═════ Supplied data ═════

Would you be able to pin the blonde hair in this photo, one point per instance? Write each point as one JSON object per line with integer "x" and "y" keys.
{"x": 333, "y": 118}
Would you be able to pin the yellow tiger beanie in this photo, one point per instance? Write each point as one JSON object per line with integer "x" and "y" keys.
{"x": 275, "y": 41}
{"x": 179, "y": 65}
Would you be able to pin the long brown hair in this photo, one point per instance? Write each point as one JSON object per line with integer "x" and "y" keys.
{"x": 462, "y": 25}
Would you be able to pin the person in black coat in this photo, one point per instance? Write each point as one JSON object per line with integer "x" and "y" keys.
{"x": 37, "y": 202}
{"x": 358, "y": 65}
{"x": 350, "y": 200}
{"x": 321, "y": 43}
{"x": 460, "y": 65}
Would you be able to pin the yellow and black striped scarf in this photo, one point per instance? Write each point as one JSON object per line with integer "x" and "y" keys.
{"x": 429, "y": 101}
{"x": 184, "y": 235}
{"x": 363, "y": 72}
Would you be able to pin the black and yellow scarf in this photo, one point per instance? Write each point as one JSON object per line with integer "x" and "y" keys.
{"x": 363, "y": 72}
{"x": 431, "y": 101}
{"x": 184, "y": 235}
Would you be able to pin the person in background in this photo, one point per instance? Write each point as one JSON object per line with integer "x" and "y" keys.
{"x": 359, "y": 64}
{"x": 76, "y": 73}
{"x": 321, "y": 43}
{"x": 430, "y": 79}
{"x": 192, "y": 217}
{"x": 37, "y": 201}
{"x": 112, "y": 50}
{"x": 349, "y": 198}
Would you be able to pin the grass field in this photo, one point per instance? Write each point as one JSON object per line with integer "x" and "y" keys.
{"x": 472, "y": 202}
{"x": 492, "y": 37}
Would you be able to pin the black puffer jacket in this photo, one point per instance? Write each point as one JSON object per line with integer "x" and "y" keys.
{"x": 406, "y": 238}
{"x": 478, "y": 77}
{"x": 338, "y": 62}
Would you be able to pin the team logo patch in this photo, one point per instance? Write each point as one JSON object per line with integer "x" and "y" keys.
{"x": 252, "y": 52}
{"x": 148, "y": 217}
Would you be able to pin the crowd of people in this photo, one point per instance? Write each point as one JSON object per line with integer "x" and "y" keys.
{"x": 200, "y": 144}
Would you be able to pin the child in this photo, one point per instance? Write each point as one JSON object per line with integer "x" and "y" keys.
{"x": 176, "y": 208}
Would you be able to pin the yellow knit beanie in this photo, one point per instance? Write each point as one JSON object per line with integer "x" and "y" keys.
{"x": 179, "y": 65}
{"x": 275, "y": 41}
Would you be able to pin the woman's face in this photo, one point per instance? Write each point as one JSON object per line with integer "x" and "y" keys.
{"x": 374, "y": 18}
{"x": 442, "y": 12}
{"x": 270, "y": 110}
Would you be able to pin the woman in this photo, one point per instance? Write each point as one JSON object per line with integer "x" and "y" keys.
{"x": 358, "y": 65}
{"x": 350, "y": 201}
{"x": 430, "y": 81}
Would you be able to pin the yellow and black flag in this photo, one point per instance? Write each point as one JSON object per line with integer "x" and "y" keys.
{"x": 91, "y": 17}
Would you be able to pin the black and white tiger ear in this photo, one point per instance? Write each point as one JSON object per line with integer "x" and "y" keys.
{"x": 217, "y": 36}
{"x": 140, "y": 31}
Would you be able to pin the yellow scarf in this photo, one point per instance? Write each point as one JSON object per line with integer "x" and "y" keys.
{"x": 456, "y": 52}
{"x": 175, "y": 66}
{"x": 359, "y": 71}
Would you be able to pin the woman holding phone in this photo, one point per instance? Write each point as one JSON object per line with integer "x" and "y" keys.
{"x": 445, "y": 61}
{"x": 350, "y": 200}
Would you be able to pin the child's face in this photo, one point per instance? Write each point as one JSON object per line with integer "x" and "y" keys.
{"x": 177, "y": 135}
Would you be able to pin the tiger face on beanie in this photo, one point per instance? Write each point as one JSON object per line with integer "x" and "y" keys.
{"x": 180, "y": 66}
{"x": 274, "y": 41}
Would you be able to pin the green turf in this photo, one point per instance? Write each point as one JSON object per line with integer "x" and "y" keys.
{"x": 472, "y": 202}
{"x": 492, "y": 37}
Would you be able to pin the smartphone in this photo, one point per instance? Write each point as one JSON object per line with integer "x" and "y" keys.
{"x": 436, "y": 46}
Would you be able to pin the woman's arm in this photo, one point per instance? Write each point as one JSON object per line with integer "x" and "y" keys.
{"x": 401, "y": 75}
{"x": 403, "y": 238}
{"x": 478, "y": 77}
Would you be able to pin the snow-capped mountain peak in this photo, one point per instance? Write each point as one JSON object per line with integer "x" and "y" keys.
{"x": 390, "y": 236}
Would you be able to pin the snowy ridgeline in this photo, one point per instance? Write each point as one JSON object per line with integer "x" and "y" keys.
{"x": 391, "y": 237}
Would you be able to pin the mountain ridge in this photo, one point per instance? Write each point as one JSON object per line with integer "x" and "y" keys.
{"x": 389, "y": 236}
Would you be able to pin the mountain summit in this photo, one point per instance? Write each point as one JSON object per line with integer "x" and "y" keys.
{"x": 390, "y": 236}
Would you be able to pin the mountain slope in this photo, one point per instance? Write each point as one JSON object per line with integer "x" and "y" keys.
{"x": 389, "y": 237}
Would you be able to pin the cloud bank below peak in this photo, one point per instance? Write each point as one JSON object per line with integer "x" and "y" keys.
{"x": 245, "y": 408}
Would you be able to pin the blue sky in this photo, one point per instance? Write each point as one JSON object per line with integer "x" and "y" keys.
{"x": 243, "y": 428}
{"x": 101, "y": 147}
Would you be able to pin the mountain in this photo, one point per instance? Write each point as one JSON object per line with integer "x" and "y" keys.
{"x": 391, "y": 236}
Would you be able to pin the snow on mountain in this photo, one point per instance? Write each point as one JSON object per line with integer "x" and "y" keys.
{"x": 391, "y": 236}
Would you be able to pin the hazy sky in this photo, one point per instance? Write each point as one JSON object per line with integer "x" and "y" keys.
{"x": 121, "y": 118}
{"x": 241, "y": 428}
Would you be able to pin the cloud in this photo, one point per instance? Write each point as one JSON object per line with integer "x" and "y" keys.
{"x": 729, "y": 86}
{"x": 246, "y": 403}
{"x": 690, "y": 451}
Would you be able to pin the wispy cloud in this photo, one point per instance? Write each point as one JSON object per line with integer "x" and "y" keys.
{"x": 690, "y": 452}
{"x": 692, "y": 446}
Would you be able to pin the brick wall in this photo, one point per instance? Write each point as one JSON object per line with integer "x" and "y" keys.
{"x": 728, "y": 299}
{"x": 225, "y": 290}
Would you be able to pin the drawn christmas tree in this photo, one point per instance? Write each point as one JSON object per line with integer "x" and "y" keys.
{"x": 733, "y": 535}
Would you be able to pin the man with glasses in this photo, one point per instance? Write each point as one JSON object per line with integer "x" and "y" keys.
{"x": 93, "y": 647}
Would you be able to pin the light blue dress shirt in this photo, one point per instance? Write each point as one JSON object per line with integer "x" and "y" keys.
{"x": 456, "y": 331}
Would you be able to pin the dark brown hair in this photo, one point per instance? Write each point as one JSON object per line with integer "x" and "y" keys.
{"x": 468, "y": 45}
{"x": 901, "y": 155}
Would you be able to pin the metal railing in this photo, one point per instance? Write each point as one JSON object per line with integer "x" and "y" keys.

═════

Take the lines above from the one holding "Would you be able to pin the cloud in" to the last and output them exactly.

Would you be able to pin the cloud in this photo, one point per instance? Write each point as one JSON object per line with integer "x" and "y" keys.
{"x": 729, "y": 86}
{"x": 246, "y": 403}
{"x": 690, "y": 451}
Would you be able to pin the wispy cloud in this photo, one point per instance? Write each point as one JSON object per line with integer "x" and "y" keys.
{"x": 690, "y": 452}
{"x": 692, "y": 446}
Would you be able to pin the brick wall in this photo, one point per instance? Write each point as one JSON object per line with integer "x" and "y" keys.
{"x": 728, "y": 299}
{"x": 225, "y": 290}
Would you be able to pin the drawn christmas tree in this photo, one point per instance? Write each point as one JSON object per line with integer "x" and "y" keys.
{"x": 733, "y": 535}
Would you be able to pin the man with glasses in this photo, one point per instance? Write each point as one JSON object per line with integer "x" and "y" keys.
{"x": 93, "y": 647}
Would you be able to pin the light blue dress shirt in this photo, one point per instance? Write each point as one JSON object per line with integer "x" and "y" keys.
{"x": 456, "y": 331}
Would you be able to pin the dark brown hair in this photo, one point per instance? Write each point as one JSON object per line with integer "x" and "y" keys.
{"x": 468, "y": 45}
{"x": 901, "y": 155}
Would you be able to pin the metal railing in this photo, one point per instance? Write each point as one JSON object per line with integer "x" and "y" keys.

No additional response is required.